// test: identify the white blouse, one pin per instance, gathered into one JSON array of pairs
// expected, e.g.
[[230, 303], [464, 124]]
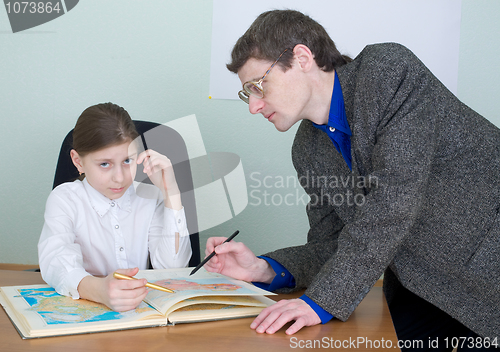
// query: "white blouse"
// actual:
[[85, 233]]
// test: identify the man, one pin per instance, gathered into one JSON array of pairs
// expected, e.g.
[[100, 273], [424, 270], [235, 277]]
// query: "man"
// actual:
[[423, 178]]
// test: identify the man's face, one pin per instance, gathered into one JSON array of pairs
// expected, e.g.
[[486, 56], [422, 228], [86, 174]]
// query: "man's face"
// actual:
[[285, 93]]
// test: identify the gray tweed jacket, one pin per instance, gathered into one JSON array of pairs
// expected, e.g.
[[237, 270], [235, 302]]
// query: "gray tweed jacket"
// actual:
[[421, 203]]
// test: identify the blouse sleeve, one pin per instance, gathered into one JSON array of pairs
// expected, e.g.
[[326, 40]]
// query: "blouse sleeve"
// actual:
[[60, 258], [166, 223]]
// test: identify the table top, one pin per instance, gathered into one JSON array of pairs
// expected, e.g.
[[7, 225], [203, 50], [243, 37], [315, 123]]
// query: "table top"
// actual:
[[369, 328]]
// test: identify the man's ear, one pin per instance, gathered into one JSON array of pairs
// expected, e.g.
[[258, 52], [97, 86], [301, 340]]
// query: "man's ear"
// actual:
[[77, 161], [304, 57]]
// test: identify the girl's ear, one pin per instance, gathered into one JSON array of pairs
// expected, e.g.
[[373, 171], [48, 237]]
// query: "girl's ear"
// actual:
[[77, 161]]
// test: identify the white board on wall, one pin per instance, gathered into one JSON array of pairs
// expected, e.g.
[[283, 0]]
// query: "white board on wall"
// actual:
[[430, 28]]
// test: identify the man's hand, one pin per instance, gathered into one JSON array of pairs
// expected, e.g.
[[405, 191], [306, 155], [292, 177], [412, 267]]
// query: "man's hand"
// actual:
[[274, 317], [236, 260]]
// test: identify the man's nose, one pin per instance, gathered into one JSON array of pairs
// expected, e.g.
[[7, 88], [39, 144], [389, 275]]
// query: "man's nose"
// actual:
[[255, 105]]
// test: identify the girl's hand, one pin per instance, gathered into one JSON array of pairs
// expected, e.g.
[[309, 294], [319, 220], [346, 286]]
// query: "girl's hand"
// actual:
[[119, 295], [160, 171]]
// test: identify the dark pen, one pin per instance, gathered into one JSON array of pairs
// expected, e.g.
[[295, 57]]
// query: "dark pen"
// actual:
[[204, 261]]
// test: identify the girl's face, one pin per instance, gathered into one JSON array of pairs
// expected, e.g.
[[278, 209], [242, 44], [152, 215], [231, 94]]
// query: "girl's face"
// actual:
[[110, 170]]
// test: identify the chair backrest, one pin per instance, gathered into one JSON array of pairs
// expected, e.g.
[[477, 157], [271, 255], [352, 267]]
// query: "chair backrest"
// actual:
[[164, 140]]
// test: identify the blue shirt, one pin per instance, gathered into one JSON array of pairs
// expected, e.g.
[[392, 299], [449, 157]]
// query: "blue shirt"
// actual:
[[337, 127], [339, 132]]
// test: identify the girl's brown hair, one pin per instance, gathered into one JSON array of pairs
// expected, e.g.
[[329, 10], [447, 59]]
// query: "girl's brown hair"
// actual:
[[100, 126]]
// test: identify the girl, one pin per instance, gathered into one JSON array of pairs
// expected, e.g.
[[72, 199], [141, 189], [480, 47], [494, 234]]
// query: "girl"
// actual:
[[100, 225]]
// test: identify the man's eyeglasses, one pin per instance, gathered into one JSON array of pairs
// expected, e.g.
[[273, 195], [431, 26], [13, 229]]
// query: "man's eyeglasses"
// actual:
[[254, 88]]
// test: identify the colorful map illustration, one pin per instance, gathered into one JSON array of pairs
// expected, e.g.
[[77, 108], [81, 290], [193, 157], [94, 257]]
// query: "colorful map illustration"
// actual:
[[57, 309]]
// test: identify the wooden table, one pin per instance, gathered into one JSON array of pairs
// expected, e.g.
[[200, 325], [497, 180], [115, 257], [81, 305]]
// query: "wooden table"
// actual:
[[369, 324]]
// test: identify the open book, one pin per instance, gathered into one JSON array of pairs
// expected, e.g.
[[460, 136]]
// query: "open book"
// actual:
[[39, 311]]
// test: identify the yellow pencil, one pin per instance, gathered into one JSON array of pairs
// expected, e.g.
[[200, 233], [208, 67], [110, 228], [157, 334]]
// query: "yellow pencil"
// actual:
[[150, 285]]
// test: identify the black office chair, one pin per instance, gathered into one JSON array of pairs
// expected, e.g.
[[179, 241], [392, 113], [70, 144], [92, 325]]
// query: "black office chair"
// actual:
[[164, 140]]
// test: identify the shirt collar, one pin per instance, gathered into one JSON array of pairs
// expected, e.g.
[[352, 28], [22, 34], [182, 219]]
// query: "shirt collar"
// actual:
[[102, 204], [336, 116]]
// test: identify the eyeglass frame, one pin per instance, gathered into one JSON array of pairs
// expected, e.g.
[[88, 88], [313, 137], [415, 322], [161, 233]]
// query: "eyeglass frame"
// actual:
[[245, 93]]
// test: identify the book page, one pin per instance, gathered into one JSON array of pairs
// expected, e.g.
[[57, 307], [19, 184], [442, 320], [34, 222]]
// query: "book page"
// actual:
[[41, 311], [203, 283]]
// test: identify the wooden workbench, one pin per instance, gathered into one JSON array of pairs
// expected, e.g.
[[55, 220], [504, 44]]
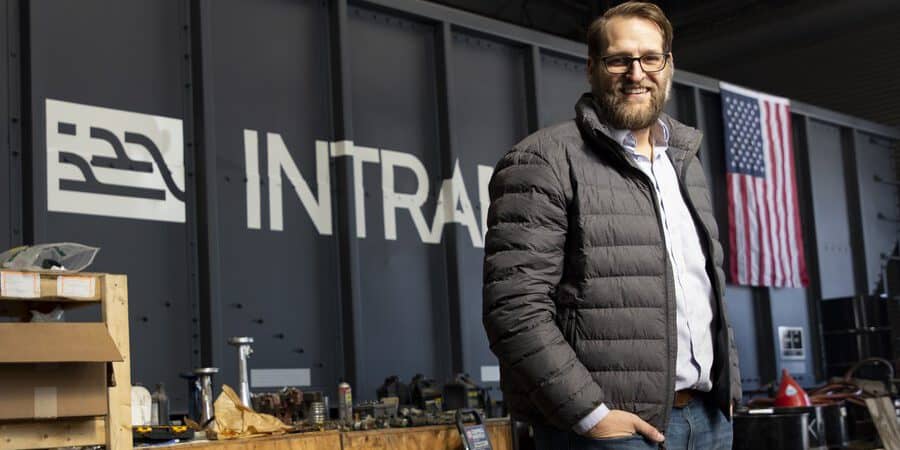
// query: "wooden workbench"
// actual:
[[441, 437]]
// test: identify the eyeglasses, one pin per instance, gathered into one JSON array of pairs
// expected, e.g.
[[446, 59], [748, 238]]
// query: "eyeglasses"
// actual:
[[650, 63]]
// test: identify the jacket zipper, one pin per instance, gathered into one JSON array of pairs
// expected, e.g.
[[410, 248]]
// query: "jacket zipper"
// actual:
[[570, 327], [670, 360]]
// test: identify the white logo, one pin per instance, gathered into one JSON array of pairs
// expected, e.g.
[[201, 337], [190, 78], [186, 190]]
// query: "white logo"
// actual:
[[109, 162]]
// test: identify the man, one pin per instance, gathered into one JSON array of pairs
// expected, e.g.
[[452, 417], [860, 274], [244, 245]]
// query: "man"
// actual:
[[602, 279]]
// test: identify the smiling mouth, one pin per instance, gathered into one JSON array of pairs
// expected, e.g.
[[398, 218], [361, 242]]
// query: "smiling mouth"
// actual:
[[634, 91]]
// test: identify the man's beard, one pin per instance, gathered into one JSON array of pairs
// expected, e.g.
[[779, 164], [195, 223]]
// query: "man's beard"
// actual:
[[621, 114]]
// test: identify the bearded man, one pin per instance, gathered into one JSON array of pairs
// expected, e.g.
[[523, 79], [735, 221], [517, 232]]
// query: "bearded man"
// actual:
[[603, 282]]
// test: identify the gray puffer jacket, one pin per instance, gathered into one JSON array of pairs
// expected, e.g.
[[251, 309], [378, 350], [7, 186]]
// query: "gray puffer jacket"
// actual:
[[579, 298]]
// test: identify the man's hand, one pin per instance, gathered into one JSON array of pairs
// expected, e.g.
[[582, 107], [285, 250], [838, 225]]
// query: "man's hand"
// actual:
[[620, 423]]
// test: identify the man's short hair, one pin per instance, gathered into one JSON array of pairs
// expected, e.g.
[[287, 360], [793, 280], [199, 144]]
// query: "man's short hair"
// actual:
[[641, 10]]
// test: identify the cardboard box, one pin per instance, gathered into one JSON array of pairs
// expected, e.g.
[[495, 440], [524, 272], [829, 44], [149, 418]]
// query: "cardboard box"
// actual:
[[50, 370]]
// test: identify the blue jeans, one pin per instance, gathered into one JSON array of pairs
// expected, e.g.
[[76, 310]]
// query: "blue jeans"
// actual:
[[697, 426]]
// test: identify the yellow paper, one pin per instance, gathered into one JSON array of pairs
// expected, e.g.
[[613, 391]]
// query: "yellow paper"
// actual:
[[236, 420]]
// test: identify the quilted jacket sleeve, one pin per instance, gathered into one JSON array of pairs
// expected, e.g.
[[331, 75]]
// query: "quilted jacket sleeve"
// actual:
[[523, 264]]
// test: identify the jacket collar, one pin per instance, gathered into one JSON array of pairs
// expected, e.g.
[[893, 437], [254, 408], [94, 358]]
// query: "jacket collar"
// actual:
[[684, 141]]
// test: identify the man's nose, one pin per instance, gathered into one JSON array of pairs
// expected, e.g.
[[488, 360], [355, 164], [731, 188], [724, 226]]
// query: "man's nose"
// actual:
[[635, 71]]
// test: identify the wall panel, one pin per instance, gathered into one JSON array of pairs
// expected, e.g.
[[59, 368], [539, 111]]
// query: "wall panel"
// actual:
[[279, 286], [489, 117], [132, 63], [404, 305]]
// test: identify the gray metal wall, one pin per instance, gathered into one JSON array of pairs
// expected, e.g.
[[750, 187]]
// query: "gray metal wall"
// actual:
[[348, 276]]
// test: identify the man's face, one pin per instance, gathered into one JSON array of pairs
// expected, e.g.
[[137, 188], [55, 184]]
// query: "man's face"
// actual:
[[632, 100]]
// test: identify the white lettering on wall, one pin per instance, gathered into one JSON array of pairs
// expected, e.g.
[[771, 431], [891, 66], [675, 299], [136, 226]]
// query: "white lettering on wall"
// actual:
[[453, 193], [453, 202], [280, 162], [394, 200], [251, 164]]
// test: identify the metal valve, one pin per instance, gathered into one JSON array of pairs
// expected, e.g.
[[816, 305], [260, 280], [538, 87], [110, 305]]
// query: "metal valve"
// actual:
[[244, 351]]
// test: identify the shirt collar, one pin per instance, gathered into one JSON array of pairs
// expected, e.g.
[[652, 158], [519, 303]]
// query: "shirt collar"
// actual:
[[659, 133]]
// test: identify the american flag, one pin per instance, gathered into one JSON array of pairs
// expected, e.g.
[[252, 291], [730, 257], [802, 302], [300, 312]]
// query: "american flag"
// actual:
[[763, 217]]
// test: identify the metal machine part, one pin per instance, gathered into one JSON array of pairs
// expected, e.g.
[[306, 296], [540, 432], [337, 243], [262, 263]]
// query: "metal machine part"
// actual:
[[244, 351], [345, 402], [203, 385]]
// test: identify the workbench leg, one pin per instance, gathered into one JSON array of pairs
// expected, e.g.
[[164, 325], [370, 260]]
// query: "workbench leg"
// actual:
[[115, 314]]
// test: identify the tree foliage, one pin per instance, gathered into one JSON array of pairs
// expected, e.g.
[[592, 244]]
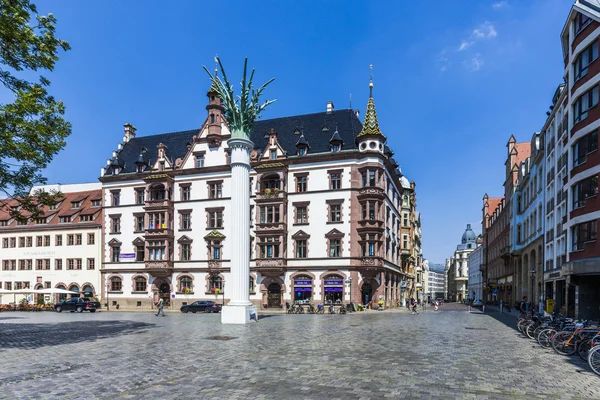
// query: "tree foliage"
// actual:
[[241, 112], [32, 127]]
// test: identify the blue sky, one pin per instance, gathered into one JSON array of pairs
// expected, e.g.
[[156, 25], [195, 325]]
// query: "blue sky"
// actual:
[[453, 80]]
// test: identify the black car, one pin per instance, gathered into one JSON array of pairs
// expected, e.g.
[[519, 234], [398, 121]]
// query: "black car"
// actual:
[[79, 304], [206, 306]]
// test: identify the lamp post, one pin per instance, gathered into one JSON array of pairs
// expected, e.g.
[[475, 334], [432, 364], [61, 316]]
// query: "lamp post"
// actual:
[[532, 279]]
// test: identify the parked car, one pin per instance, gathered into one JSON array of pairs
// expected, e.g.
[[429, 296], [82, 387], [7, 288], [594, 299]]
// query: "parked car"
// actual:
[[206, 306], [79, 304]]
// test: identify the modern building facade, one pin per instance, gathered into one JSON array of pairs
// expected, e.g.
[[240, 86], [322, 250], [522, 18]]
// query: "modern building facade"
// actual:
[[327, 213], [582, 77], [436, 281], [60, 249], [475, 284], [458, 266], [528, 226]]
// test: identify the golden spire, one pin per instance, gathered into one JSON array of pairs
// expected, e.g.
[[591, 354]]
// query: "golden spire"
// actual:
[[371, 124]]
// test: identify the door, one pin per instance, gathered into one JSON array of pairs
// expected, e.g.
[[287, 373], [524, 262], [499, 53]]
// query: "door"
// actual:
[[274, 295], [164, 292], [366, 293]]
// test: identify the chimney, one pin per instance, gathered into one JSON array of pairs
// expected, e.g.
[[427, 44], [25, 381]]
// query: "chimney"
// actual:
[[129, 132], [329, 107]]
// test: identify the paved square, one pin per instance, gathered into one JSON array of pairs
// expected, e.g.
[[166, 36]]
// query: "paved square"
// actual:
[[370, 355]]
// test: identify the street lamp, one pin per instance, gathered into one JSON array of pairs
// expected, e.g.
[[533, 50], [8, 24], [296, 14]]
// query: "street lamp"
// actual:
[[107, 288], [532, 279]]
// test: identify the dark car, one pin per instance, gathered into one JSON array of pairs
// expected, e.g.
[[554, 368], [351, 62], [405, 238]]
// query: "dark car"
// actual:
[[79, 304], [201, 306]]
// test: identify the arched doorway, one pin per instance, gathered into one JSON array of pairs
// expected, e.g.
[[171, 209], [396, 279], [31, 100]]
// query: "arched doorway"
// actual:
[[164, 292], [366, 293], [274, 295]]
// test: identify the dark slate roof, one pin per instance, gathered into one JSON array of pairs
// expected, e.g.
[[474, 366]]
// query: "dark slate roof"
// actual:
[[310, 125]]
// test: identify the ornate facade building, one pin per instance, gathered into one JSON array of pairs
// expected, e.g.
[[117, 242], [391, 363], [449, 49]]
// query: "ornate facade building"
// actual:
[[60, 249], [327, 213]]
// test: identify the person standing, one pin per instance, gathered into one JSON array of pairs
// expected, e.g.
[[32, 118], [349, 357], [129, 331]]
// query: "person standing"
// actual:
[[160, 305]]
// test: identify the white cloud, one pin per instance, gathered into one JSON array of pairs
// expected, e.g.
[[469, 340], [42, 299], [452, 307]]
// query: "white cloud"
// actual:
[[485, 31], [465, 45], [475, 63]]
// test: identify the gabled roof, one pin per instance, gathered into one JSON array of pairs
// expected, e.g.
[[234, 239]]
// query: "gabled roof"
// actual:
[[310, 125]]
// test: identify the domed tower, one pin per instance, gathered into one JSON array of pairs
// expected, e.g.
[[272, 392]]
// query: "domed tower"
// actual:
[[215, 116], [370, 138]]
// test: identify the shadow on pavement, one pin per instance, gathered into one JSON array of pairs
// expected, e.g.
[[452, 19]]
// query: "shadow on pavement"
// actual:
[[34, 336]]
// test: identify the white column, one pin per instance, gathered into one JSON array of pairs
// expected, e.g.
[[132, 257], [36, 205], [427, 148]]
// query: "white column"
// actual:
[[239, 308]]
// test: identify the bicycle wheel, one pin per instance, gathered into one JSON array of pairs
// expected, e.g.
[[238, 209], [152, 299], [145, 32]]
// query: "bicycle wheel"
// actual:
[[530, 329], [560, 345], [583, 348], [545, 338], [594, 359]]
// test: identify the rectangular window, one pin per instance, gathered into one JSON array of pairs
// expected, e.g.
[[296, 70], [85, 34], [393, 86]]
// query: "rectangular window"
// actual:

┄┄┄┄┄┄

→ What you are asked to do:
Provide the count of lines in the records above that hold the word "tower", with no other text.

→ Answer box:
2